* PROBLEM REQUIREMENTS:
Rewrite every line of the items below as a single numbered list, leaving out any blank lines.

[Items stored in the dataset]
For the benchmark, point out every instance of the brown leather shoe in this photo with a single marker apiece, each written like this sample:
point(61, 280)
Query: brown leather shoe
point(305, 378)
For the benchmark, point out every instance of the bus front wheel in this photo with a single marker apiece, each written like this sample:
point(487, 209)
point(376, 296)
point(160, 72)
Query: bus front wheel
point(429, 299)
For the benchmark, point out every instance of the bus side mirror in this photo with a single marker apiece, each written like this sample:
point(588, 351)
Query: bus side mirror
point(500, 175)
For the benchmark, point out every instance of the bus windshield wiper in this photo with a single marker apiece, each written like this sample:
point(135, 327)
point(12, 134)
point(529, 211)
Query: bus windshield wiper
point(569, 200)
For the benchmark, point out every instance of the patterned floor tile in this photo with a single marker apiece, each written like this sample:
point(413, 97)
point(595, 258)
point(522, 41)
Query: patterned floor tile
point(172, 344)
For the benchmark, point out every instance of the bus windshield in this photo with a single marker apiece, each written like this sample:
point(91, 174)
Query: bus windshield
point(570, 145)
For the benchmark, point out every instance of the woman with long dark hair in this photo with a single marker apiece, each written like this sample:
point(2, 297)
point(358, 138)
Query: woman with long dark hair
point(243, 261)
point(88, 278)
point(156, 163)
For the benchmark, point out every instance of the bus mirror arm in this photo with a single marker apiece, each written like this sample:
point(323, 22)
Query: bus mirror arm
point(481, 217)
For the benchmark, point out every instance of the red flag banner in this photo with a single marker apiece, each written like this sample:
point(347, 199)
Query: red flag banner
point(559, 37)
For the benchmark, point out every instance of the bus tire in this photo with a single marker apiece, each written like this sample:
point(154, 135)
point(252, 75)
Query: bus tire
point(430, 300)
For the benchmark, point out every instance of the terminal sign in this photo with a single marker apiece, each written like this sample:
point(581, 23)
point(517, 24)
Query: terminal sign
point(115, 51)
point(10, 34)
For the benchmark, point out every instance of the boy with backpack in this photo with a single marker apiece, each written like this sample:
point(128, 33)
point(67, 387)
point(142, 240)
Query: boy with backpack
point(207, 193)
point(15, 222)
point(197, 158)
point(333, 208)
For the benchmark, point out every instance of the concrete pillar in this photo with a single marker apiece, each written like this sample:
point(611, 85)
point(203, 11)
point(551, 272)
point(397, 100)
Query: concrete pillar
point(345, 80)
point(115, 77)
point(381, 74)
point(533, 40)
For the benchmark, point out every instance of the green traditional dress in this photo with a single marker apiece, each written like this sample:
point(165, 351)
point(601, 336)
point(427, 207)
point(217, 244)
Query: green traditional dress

* SOLVED EXERCISE:
1. For the benchmark, point out every instance of the brown leather shoe in this photo with a single marker apiece, each written like this sample:
2. point(61, 280)
3. Query: brown leather shoe
4. point(305, 378)
5. For the benchmark, point out every instance of the bus front wheel in this photo with a single marker apiece, each written like this sample:
6. point(487, 209)
7. point(376, 296)
8. point(160, 72)
9. Query: bus front wheel
10. point(429, 299)
11. For the benchmark, point out every instance of the bus side mirror in this photo with a single marker apiece, each written like this sample:
12. point(588, 351)
13. Query: bus side mirror
14. point(500, 175)
15. For the benchmark, point out every instance of the bus windshield wiper in this photo with a single marker apiece, each written like this sample:
16. point(135, 327)
17. point(12, 134)
18. point(529, 211)
19. Query: bus windshield wiper
20. point(569, 200)
21. For the benchmark, point out every instance of the patterned floor tile in this photo with a single marker apiece, each written like this sample:
22. point(413, 97)
23. point(595, 258)
24. point(522, 41)
25. Query: patterned floor tile
26. point(172, 344)
27. For the benchmark, point out every instance of the bus windshield in this photo with a single marker apiece, each written like this sample:
28. point(91, 174)
29. Query: bus windshield
30. point(570, 145)
31. For the benchmark, point out every instance of the woman with long dark hair in this photo with a single marker apiece, each written like this sample:
32. point(2, 297)
33. point(358, 138)
34. Query: woman with long dark hair
35. point(243, 261)
36. point(88, 278)
37. point(156, 163)
38. For the benchmark, point out every instance of the bus mirror arm in this photo with a single marker apiece, each written like this sample:
39. point(323, 22)
40. Query: bus mirror arm
41. point(481, 217)
42. For the benchmark, point out every instance of the red flag banner in this photo with a single marker apiece, each written like this sample:
43. point(347, 199)
44. Query: red flag banner
45. point(559, 37)
46. For the benchmark, point out every instance of the bus tire in this photo with a single marker apiece, each written like this sample:
47. point(154, 135)
48. point(252, 75)
49. Query: bus tire
50. point(430, 300)
51. For the benchmark, point out every instance of the terminal sign in this photo with a single marker apiece, each written like this sample:
52. point(581, 23)
53. point(517, 24)
54. Query: terminal sign
55. point(115, 51)
56. point(10, 34)
57. For the benchmark, point out every instance of the boy with backpack in this photo with a single marker apiece, each written like this sample:
58. point(128, 33)
59. point(67, 387)
60. point(142, 240)
61. Query: boy with backpack
62. point(207, 193)
63. point(15, 222)
64. point(197, 158)
65. point(333, 208)
66. For the benchmark, point out every instance of the concrete pillar in this photo with a single marker apiece, each written like this sample:
67. point(611, 85)
68. point(203, 11)
69. point(551, 272)
70. point(397, 100)
71. Query: concrete pillar
72. point(345, 80)
73. point(115, 77)
74. point(381, 74)
75. point(533, 40)
76. For the benchmark, point out every instance of the green traditional dress in this photo with a single marker apiece, each written like this sample:
77. point(165, 351)
78. point(601, 336)
79. point(427, 207)
80. point(217, 244)
81. Query: green traditional dress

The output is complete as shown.